Repeat what the lines below say, word for word, and skip every image.
_ _ _ _
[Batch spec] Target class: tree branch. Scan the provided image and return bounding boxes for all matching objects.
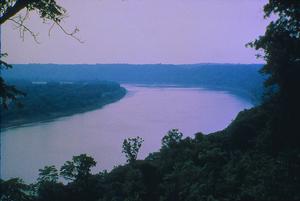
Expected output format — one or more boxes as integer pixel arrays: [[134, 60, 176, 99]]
[[50, 21, 84, 43], [0, 0, 34, 25], [8, 17, 40, 43]]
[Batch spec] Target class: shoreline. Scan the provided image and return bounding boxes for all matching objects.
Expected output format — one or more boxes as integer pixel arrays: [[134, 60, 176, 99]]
[[1, 87, 127, 132], [121, 83, 261, 105]]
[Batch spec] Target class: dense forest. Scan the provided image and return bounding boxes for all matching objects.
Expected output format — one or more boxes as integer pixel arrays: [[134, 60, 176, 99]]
[[2, 64, 264, 105], [1, 0, 300, 201], [0, 80, 126, 129]]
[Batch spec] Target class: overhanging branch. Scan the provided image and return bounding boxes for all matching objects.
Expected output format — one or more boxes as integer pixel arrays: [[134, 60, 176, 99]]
[[0, 0, 34, 25]]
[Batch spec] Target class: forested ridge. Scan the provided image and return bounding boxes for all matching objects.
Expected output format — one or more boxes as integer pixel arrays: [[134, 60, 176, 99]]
[[1, 0, 300, 201], [3, 63, 264, 105], [0, 80, 126, 129]]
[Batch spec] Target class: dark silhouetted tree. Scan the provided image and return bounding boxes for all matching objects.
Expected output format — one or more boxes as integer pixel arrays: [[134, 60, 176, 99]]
[[248, 0, 300, 148], [37, 165, 59, 184], [122, 136, 144, 163], [60, 154, 96, 181], [161, 129, 183, 148]]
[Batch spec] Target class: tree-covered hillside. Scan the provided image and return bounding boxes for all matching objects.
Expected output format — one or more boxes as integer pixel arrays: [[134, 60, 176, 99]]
[[1, 80, 126, 129]]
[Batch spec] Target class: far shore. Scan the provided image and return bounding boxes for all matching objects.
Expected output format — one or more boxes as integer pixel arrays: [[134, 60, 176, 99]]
[[1, 86, 127, 131]]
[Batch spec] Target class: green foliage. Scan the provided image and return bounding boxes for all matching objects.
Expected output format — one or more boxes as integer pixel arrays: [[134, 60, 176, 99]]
[[122, 137, 144, 164], [247, 0, 300, 149], [161, 129, 183, 149], [248, 1, 300, 92], [0, 178, 33, 201], [35, 180, 66, 201], [26, 0, 66, 23], [0, 0, 65, 24], [60, 154, 96, 181], [37, 166, 59, 184]]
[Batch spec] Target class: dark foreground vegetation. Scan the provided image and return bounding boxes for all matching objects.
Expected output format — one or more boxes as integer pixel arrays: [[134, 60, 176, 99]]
[[1, 0, 300, 201], [1, 103, 300, 201], [0, 80, 126, 129]]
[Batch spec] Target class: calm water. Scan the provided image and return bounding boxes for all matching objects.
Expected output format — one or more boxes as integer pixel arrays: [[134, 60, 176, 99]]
[[1, 85, 252, 183]]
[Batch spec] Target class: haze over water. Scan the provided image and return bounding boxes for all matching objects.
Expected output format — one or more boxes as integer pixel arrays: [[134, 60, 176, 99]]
[[1, 85, 252, 183]]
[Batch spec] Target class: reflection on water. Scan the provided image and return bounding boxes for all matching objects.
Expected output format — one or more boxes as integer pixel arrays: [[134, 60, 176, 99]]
[[1, 85, 252, 183]]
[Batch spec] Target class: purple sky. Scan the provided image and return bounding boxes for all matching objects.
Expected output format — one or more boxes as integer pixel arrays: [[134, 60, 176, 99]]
[[2, 0, 268, 64]]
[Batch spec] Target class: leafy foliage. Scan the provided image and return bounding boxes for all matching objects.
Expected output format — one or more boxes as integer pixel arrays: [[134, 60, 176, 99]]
[[247, 0, 300, 149], [0, 0, 65, 24], [60, 154, 96, 181], [161, 128, 183, 148], [0, 178, 33, 201], [37, 166, 59, 184], [122, 137, 144, 164]]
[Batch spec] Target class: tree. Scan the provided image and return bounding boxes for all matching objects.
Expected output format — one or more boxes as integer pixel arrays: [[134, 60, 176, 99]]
[[249, 1, 300, 99], [161, 129, 183, 148], [36, 166, 67, 201], [60, 154, 96, 181], [248, 0, 300, 147], [122, 136, 144, 163], [0, 0, 79, 108], [37, 165, 59, 184]]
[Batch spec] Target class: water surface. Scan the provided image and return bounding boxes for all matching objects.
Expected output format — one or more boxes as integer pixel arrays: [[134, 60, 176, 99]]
[[1, 85, 252, 182]]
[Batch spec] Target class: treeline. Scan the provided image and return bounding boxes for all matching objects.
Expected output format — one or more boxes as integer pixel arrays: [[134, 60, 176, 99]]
[[2, 64, 265, 104], [1, 107, 300, 201], [0, 80, 126, 129]]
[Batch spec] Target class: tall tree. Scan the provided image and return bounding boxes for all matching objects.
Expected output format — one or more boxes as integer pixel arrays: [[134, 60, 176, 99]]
[[122, 136, 144, 163], [248, 0, 300, 147]]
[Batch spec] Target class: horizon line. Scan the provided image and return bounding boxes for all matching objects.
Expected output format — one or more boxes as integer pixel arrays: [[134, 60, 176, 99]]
[[11, 62, 265, 66]]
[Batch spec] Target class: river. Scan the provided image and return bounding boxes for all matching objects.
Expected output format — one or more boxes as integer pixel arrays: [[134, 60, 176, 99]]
[[1, 85, 252, 183]]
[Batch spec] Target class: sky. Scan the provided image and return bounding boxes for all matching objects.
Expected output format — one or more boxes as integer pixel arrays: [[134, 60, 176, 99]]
[[1, 0, 269, 64]]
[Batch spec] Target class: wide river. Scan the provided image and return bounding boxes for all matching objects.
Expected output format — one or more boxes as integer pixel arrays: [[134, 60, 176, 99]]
[[1, 85, 252, 183]]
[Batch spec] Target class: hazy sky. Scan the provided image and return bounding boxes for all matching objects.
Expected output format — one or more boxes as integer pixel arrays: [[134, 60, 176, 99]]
[[2, 0, 269, 64]]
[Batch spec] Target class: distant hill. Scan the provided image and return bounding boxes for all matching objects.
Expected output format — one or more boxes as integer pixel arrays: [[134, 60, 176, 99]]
[[2, 63, 265, 104], [0, 80, 126, 129]]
_ _ _ _
Answer space
[Batch spec] Target class: tree branch. Scan the provided image and return bounding boxes for all matching objects.
Expected output format — one or more boxes as integer pixel arrays: [[134, 60, 176, 99]]
[[50, 21, 84, 43], [0, 0, 34, 25], [8, 17, 40, 43]]
[Batch spec] Target class: shoreline. Scan the provided image and return bounding boxes for all matching objects.
Expected output format — one or more boxes as integer pixel arrays: [[134, 60, 176, 99]]
[[1, 87, 127, 132], [121, 83, 261, 105]]
[Batch spec] Target class: dense forest. Scan the provided image and return bounding boxes for all matching objects.
Expected output format — one or more boxes as integer pixel arrays: [[134, 60, 176, 99]]
[[2, 64, 264, 105], [1, 0, 300, 201], [0, 80, 126, 129]]
[Batch spec] Target class: overhanging branch. Scan the provided image and return bounding boxes for all matching objects.
Expected output format — one or more boxes as integer pixel arrays: [[134, 60, 176, 99]]
[[0, 0, 34, 25]]
[Batch spec] Target class: forested ridge. Scan the provided image and return bounding boxes for all matching objects.
Expected output format — one or more boxes as integer pixel arrays: [[134, 60, 176, 99]]
[[1, 0, 300, 201], [3, 63, 264, 105], [0, 80, 126, 129]]
[Batch spec] Target class: dark silhouetted tree. Scan the provided image and return bounding boxes for all matching objects.
Expected output format — one or more boxes as integer pixel arrays: [[134, 60, 176, 99]]
[[248, 0, 300, 148], [37, 165, 59, 184], [122, 136, 144, 163], [60, 154, 96, 181], [161, 129, 183, 148]]
[Batch spec] Target class: tree-covered hillside. Scan the provided image and return bounding boxes for all matching objects.
Expected output format — one or more boxes as integer pixel arrays: [[134, 60, 176, 99]]
[[1, 80, 126, 129]]
[Batch spec] Target class: far shore. Scan the provided image and return bounding boxes for all matching objects.
Expected output format — one or more boxes as integer pixel arrays: [[134, 60, 176, 99]]
[[1, 86, 127, 131]]
[Batch spec] Target class: green foliage. Scan the provided image and return bounding boxes for all matching objects.
Expected output format — one or more boxes as integer pixel arrays: [[134, 60, 176, 99]]
[[122, 137, 144, 164], [247, 0, 300, 149], [161, 129, 183, 149], [248, 1, 300, 92], [0, 178, 33, 201], [35, 180, 66, 201], [26, 0, 66, 23], [0, 0, 65, 24], [60, 154, 96, 181], [37, 166, 59, 184]]
[Batch spec] Target class: dark foreground vegetation. Scan the provided image and return bounding boxes for all matching objects.
Expected output format — one or more boxes as integer pixel arrays: [[134, 60, 176, 99]]
[[1, 0, 300, 201], [1, 103, 300, 201], [0, 80, 126, 129]]
[Batch spec] Target class: calm water. Scan the provided image and return bounding boxes for all matching objects.
Expected output format — one or more boxes as integer pixel arrays: [[134, 60, 176, 99]]
[[1, 85, 252, 183]]
[Batch spec] Target class: haze over water. Scan the provided image and return bounding boxes for all matching objects.
Expected output format — one or more boxes as integer pixel arrays: [[134, 60, 176, 99]]
[[1, 85, 252, 183]]
[Batch spec] Target class: reflection on water. Scan the provided image and return bounding boxes for all matching objects.
Expected output format — one or more boxes as integer pixel arrays: [[134, 60, 176, 99]]
[[1, 85, 252, 183]]
[Batch spec] Target class: purple sky. Scan the provided image and return bounding boxes for all matching objects.
Expected output format — one or more boxes as integer pixel arrays: [[134, 60, 176, 99]]
[[2, 0, 268, 64]]
[Batch spec] Target class: leafy foliage. Scan the provided image and return bounding boxes for all matching objects.
Expected output format — one or more boxes as integer pixel arrays: [[134, 60, 176, 99]]
[[247, 0, 300, 149], [0, 0, 65, 24], [60, 154, 96, 181], [161, 128, 183, 148], [0, 178, 33, 201], [37, 166, 59, 184], [122, 137, 144, 164]]
[Batch spec] Target class: tree. Scan the provided image and return bounding boxes for all matching objects.
Expected output format — one or more boxes as integer pixel arrays: [[134, 60, 176, 99]]
[[249, 1, 300, 99], [161, 129, 183, 148], [36, 166, 67, 201], [60, 154, 96, 181], [248, 0, 300, 147], [122, 136, 144, 163], [0, 0, 79, 108], [37, 165, 59, 184]]
[Batch spec] Target class: water surface. Scan the provided image and return bounding boxes for all matching objects.
Expected output format — one or more boxes as integer pixel arrays: [[134, 60, 176, 99]]
[[1, 85, 252, 182]]
[Batch spec] Target class: treeline. Scan the provided image and return bounding boxes for all matching objects.
Expected output format — one or more boxes as integer pixel arrays: [[134, 60, 176, 99]]
[[2, 64, 265, 104], [1, 107, 300, 201], [0, 80, 126, 129]]
[Batch spec] Target class: tall tree. Scan the provided image and return bounding boxes for all matching objects.
Expected output format — one or more boxes as integer pixel arrays: [[134, 60, 176, 99]]
[[122, 136, 144, 163], [248, 0, 300, 147]]
[Batch spec] Target class: horizon line. Scan the provided image and return bounding boxes for all matching objects.
Expected output format — one or more boxes as integer pixel arrays: [[134, 60, 176, 99]]
[[11, 62, 265, 66]]
[Batch spec] Target class: river. Scan the provided image and return bounding boxes for all matching objects.
Expected output format — one or more boxes as integer pixel arrays: [[134, 60, 176, 99]]
[[1, 85, 252, 183]]
[Batch spec] Target class: sky. Scan the provided image and return bounding boxes for all matching objects.
Expected output format — one or more boxes as integer pixel arrays: [[134, 60, 176, 99]]
[[1, 0, 269, 64]]
[Batch spec] Target class: wide river. Scan the provided image and return bounding boxes for all matching objects.
Expected output format — one or more boxes as integer pixel arrays: [[134, 60, 176, 99]]
[[1, 85, 252, 183]]
[Batch spec] Target class: hazy sky. Scan the provided image and return bounding boxes for all matching objects.
Expected output format — one or more boxes as integer pixel arrays: [[134, 60, 176, 99]]
[[2, 0, 269, 64]]
[Batch spec] Target class: distant hill. Scan the provided image and return bounding boxes for all matching objects.
Expected output format — one or more boxes as integer pixel arrays: [[134, 60, 176, 99]]
[[2, 63, 265, 104], [0, 80, 126, 129]]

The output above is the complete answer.